• **TEXT SHOWN**:
══════════════════════════════

32 Let me pass through all thy flock to-day, removing from thence every young one that is speckled and spotted and every young one that is dark-coloured among the young sheep, and spotted and speckled among the goats, and they shall be my wages.
Ik zal vandaag uw hele kudde langs gaan, om alle gevlekte en gespikkelde geiten en alle zwarte schapen af te zonderen. Alle gespikkelde en gevlekte geiten en älle zwarte schapenzullen mijn loon zijn.
33 And my righteousness shall answer for me on a future day, when thou shall come in respecting my hire that is before thee, Every one that is not speckled and spotted among the goats and dark-coloured among the young sheep, stolen, shall it be accounted, if found with me.
In mijn eerlijkheid leg ik voor later deze getuigenis af: Wanneer gij mijn loon zult komen bezien, zal alles, wat niet gevlekt en gespikkeld is onder de geiten en zwart onder de schapen, als door mij gestolen gelden.
34 Then said Laban, Lo! would it might be according to thy word!
Laban ging er op in: Goed, laat het zijn, zoals ge gezegd hebt.
35 So he removed, on that day, the he-goats that were striped and spotted and all the she-goats that were speckled and spotted, every one that had white in it, and every dark-coloured one among the young sheep, —and delivered them into the hand of his sons;
Nog diezelfde dag zonderde Laban de gestreepte en gespikkelde bokken met alle gevlekte en gespikkelde geiten af, alles, waar maar iets wits aan was, en eveneens alle zwarte schapen, en liet ze door zijn zonen hoeden.
36 then put he a journey of three days between himself and Jacob, —but, Jacob himself, continued tending the flocks of Laban that were left.
Hij stelde een afstand van drie dagmarsen tussen hen en Jakob, die de overige kudde van Laban hoedde.

══════════════════════════════

• **THE DATA**:
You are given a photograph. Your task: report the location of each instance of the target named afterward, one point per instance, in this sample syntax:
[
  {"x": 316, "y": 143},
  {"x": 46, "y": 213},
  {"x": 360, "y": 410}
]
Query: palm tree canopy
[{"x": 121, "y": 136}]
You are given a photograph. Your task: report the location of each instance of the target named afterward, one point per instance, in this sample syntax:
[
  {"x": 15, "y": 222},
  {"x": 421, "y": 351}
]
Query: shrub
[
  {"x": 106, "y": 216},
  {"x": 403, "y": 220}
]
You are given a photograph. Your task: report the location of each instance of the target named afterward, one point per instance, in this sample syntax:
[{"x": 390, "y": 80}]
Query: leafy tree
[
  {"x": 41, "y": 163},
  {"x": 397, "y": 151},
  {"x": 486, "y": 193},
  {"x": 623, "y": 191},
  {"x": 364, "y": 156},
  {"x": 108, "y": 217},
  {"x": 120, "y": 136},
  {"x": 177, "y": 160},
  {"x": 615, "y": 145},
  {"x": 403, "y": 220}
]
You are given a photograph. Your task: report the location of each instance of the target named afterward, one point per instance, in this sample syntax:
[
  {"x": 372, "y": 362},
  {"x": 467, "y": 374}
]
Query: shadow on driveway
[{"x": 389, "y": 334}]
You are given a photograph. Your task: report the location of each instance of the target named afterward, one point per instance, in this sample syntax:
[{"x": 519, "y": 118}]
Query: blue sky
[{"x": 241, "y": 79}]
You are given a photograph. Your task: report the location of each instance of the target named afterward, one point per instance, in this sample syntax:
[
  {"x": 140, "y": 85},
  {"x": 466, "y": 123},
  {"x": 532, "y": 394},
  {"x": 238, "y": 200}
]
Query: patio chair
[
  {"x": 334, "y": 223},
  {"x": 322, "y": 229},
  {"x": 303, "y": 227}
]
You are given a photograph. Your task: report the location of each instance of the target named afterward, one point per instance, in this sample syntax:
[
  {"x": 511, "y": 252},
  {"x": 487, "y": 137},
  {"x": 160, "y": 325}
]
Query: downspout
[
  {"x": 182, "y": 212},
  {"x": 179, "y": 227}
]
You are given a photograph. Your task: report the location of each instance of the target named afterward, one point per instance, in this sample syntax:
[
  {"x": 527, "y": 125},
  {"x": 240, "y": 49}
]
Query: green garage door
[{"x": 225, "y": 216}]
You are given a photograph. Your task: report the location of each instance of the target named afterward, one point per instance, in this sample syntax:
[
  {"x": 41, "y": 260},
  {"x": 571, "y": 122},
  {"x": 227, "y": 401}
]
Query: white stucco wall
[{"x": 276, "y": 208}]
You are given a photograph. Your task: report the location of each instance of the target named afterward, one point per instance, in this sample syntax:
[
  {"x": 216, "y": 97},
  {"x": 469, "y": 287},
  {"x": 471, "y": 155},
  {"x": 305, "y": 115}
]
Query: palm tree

══════════════════════════════

• **REQUIRED ACTION**:
In the passage about Laban's flocks, how long a journey did Laban put between himself and Jacob? Answer using only the passage above, not the data.

• **TASK SOLUTION**:
A journey of three days.